Items listed in a dataset:
================================

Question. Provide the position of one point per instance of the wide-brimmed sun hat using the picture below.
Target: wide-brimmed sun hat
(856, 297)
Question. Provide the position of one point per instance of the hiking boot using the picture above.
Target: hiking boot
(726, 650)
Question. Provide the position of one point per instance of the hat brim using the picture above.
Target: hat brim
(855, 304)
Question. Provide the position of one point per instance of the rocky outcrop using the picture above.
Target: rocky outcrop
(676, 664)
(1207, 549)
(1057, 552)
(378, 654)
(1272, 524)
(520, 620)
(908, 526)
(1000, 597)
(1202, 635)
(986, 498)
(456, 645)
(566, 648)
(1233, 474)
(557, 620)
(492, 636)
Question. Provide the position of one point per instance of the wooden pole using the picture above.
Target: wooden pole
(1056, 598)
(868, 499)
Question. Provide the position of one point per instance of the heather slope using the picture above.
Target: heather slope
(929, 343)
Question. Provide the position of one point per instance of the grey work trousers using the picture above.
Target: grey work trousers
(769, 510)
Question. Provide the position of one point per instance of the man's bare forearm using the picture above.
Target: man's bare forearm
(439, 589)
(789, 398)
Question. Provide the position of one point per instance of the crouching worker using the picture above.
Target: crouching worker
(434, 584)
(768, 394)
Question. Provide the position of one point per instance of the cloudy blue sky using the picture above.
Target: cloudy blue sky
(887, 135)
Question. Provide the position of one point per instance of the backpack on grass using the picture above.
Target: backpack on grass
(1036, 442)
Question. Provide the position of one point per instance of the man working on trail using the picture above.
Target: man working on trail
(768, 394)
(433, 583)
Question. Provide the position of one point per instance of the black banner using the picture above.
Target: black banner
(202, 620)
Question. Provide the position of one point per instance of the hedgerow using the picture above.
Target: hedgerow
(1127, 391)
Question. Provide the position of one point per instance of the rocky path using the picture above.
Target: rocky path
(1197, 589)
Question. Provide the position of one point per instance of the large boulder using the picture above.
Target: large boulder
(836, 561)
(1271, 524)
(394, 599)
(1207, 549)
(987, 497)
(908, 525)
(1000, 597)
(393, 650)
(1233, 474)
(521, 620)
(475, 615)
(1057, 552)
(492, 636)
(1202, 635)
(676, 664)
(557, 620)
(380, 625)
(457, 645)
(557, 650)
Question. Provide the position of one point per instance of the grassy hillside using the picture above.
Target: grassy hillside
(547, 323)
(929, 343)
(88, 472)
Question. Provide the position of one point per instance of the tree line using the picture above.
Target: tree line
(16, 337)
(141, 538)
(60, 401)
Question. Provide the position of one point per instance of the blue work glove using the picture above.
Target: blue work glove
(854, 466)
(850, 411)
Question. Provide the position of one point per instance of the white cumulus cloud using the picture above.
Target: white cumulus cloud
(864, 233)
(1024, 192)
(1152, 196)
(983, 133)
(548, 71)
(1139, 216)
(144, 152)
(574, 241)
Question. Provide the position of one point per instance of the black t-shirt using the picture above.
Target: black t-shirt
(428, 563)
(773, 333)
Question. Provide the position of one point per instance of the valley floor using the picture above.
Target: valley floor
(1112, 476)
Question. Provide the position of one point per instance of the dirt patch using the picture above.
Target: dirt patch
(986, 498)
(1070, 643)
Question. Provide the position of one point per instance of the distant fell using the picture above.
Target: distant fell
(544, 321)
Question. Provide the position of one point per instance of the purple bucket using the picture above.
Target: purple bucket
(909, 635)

================================

EXERCISE REQUIREMENTS: After finding the line that contains "Target: distant fell" in the records above, copy that line and each one after it exactly, through the final line.

EXERCISE RESULT:
Target: distant fell
(544, 321)
Question. Provide the position of one point per instance of the purple bucket using the picture above.
Target: purple bucket
(909, 635)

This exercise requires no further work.